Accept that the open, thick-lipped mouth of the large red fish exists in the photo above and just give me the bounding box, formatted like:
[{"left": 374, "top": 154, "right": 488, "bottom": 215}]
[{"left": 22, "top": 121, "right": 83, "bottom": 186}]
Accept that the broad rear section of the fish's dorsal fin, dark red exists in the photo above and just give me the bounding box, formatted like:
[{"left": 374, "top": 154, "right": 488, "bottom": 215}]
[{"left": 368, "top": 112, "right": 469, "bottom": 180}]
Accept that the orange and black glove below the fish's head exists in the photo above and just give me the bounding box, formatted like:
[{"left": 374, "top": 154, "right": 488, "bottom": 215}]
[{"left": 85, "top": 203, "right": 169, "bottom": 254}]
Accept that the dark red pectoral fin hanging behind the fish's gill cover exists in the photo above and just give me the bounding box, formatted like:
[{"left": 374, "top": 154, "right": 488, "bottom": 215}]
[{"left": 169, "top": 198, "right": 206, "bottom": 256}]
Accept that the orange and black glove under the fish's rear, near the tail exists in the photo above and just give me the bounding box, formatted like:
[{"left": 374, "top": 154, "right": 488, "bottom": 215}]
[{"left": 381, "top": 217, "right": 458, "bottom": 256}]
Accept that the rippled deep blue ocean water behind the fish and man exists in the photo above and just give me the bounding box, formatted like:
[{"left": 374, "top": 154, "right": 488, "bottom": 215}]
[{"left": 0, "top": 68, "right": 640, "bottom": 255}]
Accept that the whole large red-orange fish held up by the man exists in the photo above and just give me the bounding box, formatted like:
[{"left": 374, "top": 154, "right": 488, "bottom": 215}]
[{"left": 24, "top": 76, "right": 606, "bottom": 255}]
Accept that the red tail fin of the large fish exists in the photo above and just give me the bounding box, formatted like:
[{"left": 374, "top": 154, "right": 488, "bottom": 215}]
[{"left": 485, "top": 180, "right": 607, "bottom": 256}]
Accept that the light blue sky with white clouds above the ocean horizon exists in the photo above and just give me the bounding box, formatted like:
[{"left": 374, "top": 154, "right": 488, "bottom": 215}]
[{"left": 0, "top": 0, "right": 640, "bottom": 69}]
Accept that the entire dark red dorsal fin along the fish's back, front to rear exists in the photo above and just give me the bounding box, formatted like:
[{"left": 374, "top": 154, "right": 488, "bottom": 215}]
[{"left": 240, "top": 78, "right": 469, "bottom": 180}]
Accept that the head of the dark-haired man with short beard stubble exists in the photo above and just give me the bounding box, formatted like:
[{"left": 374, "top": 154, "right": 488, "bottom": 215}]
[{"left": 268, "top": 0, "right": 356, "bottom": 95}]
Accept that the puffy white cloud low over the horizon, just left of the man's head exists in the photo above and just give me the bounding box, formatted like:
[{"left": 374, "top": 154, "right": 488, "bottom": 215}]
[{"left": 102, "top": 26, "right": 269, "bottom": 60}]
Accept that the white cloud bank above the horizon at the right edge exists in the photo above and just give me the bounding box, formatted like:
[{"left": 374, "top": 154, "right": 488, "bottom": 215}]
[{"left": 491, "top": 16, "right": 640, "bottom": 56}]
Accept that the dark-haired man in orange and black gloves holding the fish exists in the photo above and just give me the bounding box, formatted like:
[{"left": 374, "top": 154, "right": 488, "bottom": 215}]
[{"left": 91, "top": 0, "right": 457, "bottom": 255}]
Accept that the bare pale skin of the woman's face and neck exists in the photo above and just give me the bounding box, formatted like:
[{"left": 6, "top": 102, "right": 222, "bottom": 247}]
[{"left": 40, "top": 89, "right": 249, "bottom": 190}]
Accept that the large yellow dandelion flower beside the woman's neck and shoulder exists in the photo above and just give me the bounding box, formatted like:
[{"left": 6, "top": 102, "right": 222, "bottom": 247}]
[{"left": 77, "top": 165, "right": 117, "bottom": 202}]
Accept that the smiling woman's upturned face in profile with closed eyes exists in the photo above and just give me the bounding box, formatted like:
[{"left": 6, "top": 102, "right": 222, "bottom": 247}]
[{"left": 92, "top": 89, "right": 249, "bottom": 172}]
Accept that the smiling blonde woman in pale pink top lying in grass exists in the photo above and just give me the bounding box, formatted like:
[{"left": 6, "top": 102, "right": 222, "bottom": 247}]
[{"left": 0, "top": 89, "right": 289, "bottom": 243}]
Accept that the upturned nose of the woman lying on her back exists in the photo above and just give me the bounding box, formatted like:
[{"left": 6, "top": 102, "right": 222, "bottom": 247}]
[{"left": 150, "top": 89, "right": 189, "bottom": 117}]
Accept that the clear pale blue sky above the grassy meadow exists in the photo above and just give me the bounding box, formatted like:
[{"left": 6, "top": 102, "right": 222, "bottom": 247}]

WORK TO COMPLETE ->
Reproduce exactly the first line of the listing and every line after it, through the one containing "Accept that the broad". Nothing else belongs in the output.

YOUR RESPONSE ->
Accept that the open, thick-lipped mouth of the large red fish exists in the photo above and just give me the bounding box, formatted like:
[{"left": 374, "top": 154, "right": 488, "bottom": 215}]
[{"left": 22, "top": 121, "right": 83, "bottom": 186}]
Accept that the broad rear section of the fish's dorsal fin, dark red exists in the photo above and just give me the bounding box, formatted like:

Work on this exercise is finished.